WORK ITEM:
Each line below must be set down exactly; omit any image you find.

SUPPLIED DATA:
==================================================
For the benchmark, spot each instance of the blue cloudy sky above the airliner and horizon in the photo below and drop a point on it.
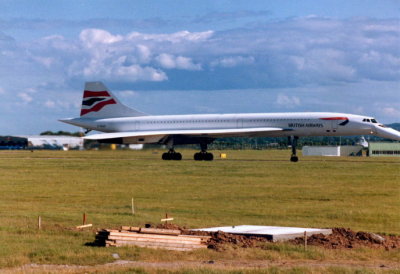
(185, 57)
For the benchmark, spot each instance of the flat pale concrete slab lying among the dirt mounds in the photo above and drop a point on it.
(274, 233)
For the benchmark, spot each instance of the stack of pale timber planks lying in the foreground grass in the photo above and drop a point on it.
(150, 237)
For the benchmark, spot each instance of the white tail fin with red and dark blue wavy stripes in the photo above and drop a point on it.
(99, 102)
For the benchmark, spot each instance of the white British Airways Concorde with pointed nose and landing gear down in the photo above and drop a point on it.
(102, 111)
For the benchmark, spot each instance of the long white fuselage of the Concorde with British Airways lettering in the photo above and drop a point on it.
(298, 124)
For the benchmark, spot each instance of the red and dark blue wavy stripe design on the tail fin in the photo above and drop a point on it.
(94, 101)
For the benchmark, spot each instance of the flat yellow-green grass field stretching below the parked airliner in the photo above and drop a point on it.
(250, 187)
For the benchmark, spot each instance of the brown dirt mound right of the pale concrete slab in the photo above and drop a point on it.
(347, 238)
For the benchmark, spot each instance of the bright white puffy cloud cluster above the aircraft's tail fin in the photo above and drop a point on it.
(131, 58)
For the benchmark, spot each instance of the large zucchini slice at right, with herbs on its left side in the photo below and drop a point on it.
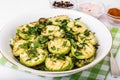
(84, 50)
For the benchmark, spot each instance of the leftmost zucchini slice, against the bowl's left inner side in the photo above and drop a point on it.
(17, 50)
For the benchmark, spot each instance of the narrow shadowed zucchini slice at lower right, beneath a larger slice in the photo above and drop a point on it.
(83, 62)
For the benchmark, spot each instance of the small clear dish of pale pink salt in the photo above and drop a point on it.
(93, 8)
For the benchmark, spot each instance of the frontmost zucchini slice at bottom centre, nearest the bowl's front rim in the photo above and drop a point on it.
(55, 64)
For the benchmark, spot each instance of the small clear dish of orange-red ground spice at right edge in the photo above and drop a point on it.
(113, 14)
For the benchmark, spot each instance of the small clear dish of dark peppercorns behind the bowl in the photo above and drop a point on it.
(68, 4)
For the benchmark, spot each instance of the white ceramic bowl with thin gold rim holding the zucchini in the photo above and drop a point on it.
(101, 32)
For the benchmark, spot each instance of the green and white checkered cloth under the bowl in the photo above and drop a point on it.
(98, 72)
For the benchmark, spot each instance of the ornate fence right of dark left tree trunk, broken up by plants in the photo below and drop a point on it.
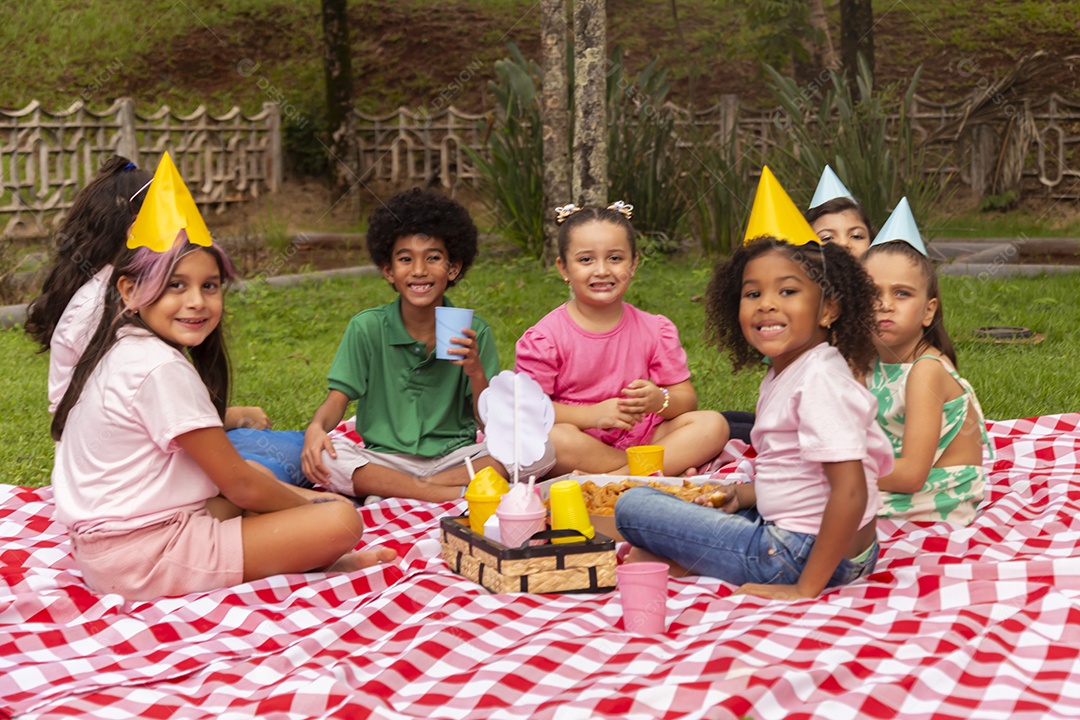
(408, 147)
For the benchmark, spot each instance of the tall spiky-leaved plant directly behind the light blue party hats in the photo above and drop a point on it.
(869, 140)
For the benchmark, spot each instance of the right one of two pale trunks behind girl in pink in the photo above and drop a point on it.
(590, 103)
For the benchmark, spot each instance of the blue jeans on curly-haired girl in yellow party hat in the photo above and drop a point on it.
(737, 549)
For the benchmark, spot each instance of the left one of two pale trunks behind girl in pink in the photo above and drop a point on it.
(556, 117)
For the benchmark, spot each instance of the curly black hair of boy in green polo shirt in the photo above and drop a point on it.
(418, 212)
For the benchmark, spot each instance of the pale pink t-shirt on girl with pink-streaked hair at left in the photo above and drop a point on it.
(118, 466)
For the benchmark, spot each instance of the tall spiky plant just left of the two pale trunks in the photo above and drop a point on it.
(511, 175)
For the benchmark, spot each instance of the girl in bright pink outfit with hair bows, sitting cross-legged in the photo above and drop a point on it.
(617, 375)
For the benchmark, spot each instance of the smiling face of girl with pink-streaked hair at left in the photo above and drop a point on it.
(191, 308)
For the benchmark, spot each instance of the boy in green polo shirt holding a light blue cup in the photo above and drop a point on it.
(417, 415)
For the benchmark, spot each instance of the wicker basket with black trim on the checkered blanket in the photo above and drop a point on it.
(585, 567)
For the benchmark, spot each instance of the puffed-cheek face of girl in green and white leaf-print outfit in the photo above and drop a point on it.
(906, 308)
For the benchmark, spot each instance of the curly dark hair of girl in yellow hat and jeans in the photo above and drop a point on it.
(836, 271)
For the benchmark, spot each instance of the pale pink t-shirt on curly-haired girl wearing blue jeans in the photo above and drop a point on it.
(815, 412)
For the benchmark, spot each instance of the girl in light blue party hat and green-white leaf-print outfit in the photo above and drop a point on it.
==================================================
EXERCISE OUTPUT:
For the benchmark, spot each instance of the blue cloudy sky above the airliner and horizon in the photo below and drop a point on it.
(185, 57)
For the benchmark, spot each instance of the flat pale concrete slab lying among the dirt mounds in the photo above and drop a point on it.
(274, 233)
For the benchmark, spot each instance of the stack of pale timber planks lying in the foreground grass in the photo above and drop a point on it.
(150, 237)
For the benchmark, spot each instance of the white tail fin with red and dark blue wavy stripes in the photo above and drop a point on it.
(99, 102)
For the benchmark, spot each instance of the white British Airways Concorde with pointed nose and landing gear down in the photo above and drop a point on it.
(102, 111)
For the benchmark, spot each instance of the long white fuselage of the Concorde with British Airways lettering in the photo above and drop a point on it.
(298, 124)
For the benchmark, spot each instance of the red and dark blue wavy stripe design on the tail fin in the photo above and drop a point on it.
(94, 101)
For the benchmark, spot each instance of the flat yellow-green grass field stretching below the parked airliner in the photo above and drop a point on it.
(250, 187)
For the benchmark, spot each instance of the brown dirt mound right of the pale concrete slab in the photo above and drop a point on it.
(347, 238)
For the benchmark, spot each instance of the bright white puffy cloud cluster above the aircraft's tail fin in the photo above and drop a point on it.
(131, 58)
For the benchmark, spot each instance of the large zucchini slice at right, with herbs on its left side in the photo below and drop a point on it.
(84, 50)
For the benchmark, spot each instance of the leftmost zucchini slice, against the bowl's left inner side in the photo above and drop a point on it.
(17, 50)
For the benchmark, spot each instance of the narrow shadowed zucchini slice at lower right, beneath a larger slice in the photo above and drop a point on it.
(83, 62)
For the benchmark, spot each instance of the small clear dish of pale pink salt in the photo above and drop a point on it.
(93, 8)
For the benchmark, spot each instance of the frontmost zucchini slice at bottom centre, nearest the bowl's front rim in the photo above and drop a point on it.
(55, 64)
For the benchmark, spot each instance of the small clear dish of orange-red ground spice at right edge in the photo above and drop a point on it.
(113, 14)
For the benchmark, spot each instance of the small clear dish of dark peppercorns behind the bowl in the photo above and drop a point on it.
(68, 4)
For the benchmark, spot each instance of the white ceramic bowl with thin gold rim holding the zucchini in the photo above and drop a point on it.
(101, 32)
For the benchmark, spot each instance of the green and white checkered cloth under the bowl in the photo above and drop a point on it.
(98, 72)
For the benchmark, spot each instance of the ornate fence right of dark left tree trunk, broken up by plants in the photo below and drop a point on it.
(408, 147)
For the benchmark, spot each instance of the tall spiky-leaved plant directly behind the light blue party hats in the photo above and drop a point on it.
(869, 140)
For the benchmark, spot each instance of the right one of two pale trunks behind girl in pink in the photo above and drop a point on it.
(590, 103)
For the benchmark, spot each instance of the blue jeans on curly-haired girl in yellow party hat in the photo above and drop a point on it.
(737, 549)
For the benchmark, spot each instance of the left one of two pale trunks behind girl in pink in the photo above and drop a point on it.
(556, 117)
For the benchmark, spot each instance of the curly black hair of boy in green polo shirt in the photo above and drop a point on it.
(418, 212)
For the benchmark, spot each instance of the pale pink t-shirt on girl with pink-streaked hair at left in the photo above and drop a point on it.
(118, 466)
For the benchmark, spot each instance of the tall spiky plant just left of the two pale trunks in the photo above and drop a point on it.
(511, 175)
For the benchmark, spot each instance of the girl in bright pink outfit with hair bows, sitting cross-legged in the photo above and drop a point on it.
(617, 375)
For the benchmark, spot each instance of the smiling face of girl with pink-streaked hair at left in the photo above and drop a point on it.
(191, 308)
For the benchmark, spot each instance of the boy in green polo shirt holding a light blue cup in the photo above and drop a point on it.
(417, 415)
For the benchmark, spot each instance of the wicker basket with black trim on the checkered blanket in the photo above and drop a point on it.
(585, 567)
For the benchmark, spot each instance of the puffed-cheek face of girl in green and white leaf-print outfit in the photo above and drop a point on it.
(906, 308)
For the benchmark, spot each instance of the curly dark hair of girl in yellow hat and jeans in the photo above and drop a point on it.
(836, 271)
For the benchmark, spot each instance of the pale pink t-shirt on curly-haired girl wearing blue jeans in the photo above and drop a point on it.
(815, 412)
For the benchmark, spot each instance of the girl in light blue party hat and green-white leaf-print outfit in the photo above and drop a point on it.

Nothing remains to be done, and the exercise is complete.